■ TEXTO DE ORIGEM
========================

“Infelizmente, pudemos verificar que pelo menos 87% dos idosos encontram-se numa situação de pobreza”, afirmou, aos jornalistas, a porta-voz da ONG, que há 15 anos desenvolve projetos para populações vulneráveis, como mulheres e idosos.
Para Francelia Ruiz, este é “um fenómeno multidimensional” em que “várias coisas confluem”, levando este grupo populacional a enfrentar uma “situação de especial vulnerabilidade e risco no contexto venezuelano”, de acordo com uma investigação da ONG.
A atribuição de uma pensão, “aparentemente, a única política de atenção abrangente para os idosos” na Venezuela, “não tem o poder aquisitivo para satisfazer as necessidades mais básicas de alimentação e medicamentos, mas também para pagar habitação, recreação e condições de vida mínimas para o bem-estar deste grupo”, explicou.
Ruiz precisou ainda que um outro fator importante é o isolamento, consequência do fenómeno migratório venezuelano, uma vez que a maior parte da população migrante e produtiva é jovem.
“Muitos idosos ficaram numa situação de solidão e, noutros casos mais alarmantes, numa situação de abandono, sem um grupo de referência que os possa apoiar em caso de emergência (…) sem meios para receber ajuda, além da que podem proporcionar a si próprios”, disse a responsável.
Em muitos casos, estes idosos ficaram a cargo de outros idosos, de pessoas com deficiência, ou crianças e adolescentes, o que torna muito mais difícil subsistir em termos de qualidade, explicou.
A Convite indicou que há ainda restrições no acesso aos serviços de saúde, num país em que o sistema público de saúde “está deteriorado e devastado”, as pessoas têm medo de ir aos hospitais e “apenas 2% dos anciãos tem uma apólice de seguro de saúde privado”.
Além disso, “em termos de políticas sociais, os idosos dependem da atribuição dos bónus oferecidos através do sistema de Pátria, que são discricionários, porque não se conhece qual a política e metodologia de atribuição, se as pessoas recebem por ter sido registadas por um estudo socioeconómico”.
Francelia Ruiz apontou ainda a existência de uma “dependência que tem um elevado grau de controlo político”, a das “caixas CLAP” [alimentos subsidiados pelo Estado], que contêm principalmente hidratos de carbono, dificultando uma dieta que satisfaça as necessidades proteicas e nutricionais dos anciãos.
A Convite denunciou que 74% da população idosa ativa está fora da economia formal, do mercado laboral formal, com os homens a exercer ofícios de pedreiros ou eletricistas, de taxista no caso de terem um veículo, mas com implicações em termos de segurança.
“No caso das mulheres idosas, enfrentam encargos desproporcionados na prestação de serviços domésticos, em casas de família, a lavar e passar roupa ou cuidar de crianças (…), aceitando pagamento de uma remuneração muito baixa ou serviços a troco de um frango ou um [pacote] de arroz, para assegurar a própria sobrevivência”, explicou.
Sobre as remessas que os anciãos recebem dos familiares emigrados, precisou que ao longo de 2019 e em princípios de 2020 foram um contributo significativo, que caiu devido à pandemia da covid-19.
“Muitas pessoas no estrangeiro viram os seus rendimentos reduzidos, perderam os seus empregos e muitas tiveram de regressar ao país e isso significou que o peso das remessas foi reduzido, o que teve impacto na possibilidade de os idosos adquirirem serviços básicos fundamentais”, explicou.
Os últimos dados de organizações internacionais, incluindo a ONU, indicam que pelo menos seis milhões de venezuelanos abandonaram o país desde 2015.

========================

■ DADOS REGISTADOS
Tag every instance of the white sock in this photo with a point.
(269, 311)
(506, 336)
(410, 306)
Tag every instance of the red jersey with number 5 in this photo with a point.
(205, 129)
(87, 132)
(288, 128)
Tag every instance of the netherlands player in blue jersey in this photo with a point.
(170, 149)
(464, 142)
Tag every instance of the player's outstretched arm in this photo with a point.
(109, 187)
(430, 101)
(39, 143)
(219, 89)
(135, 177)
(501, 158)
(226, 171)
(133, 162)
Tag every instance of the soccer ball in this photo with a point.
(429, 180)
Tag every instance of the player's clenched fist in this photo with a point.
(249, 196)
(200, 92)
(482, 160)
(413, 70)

========================

■ O QUE SE PEDE
Por favor, copie sem alterações o trecho do texto sobre a pobreza dos idosos na Venezuela que começa em "Para Francelia Ruiz, este" e termina em "produtiva é jovem.".

■ SOLUÇÃO DO PROBLEMA
Para Francelia Ruiz, este é “um fenómeno multidimensional” em que “várias coisas confluem”, levando este grupo populacional a enfrentar uma “situação de especial vulnerabilidade e risco no contexto venezuelano”, de acordo com uma investigação da ONG.
A atribuição de uma pensão, “aparentemente, a única política de atenção abrangente para os idosos” na Venezuela, “não tem o poder aquisitivo para satisfazer as necessidades mais básicas de alimentação e medicamentos, mas também para pagar habitação, recreação e condições de vida mínimas para o bem-estar deste grupo”, explicou.
Ruiz precisou ainda que um outro fator importante é o isolamento, consequência do fenómeno migratório venezuelano, uma vez que a maior parte da população migrante e produtiva é jovem.